**Your objective:** Render the stretch from the line containing "One keypoint belongs on each instance. Indicate the small" through the end of the entries below as a Markdown table with the columns Row and Entry line. Number each line in order, and omit blank lines.

**Rows:**
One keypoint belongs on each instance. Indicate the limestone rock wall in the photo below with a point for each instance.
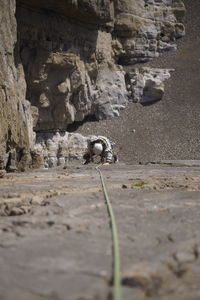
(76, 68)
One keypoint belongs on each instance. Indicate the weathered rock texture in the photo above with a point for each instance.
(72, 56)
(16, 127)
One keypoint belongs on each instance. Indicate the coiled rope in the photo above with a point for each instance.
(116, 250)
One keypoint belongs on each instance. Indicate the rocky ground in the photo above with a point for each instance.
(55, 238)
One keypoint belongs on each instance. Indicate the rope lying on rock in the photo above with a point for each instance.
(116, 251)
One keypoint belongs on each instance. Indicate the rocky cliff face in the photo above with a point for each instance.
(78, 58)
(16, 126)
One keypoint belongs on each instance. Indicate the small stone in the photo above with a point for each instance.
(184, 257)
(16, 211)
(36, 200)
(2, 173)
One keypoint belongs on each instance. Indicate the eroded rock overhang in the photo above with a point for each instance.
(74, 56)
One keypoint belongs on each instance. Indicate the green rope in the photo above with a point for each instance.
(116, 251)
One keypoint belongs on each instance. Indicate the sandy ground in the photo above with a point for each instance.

**Written reply:**
| Row | Entry line |
|---|---|
| 1 | One keypoint belongs on each instance. Indicate the small stone in the photo above with a point for each instance. |
| 2 | (184, 257) |
| 3 | (16, 211) |
| 4 | (36, 200) |
| 5 | (2, 173) |
| 6 | One keypoint belongs on each instance. Indicate the eroded rock overhang in the photo above with a point for each instance. |
| 7 | (74, 56) |
| 8 | One keypoint belongs on each instance. Indicate the green rope in the photo above with a point for each instance. |
| 9 | (116, 251) |
| 10 | One keypoint belongs on each instance. Indicate the sandy ground in the photo above with a point for each instance. |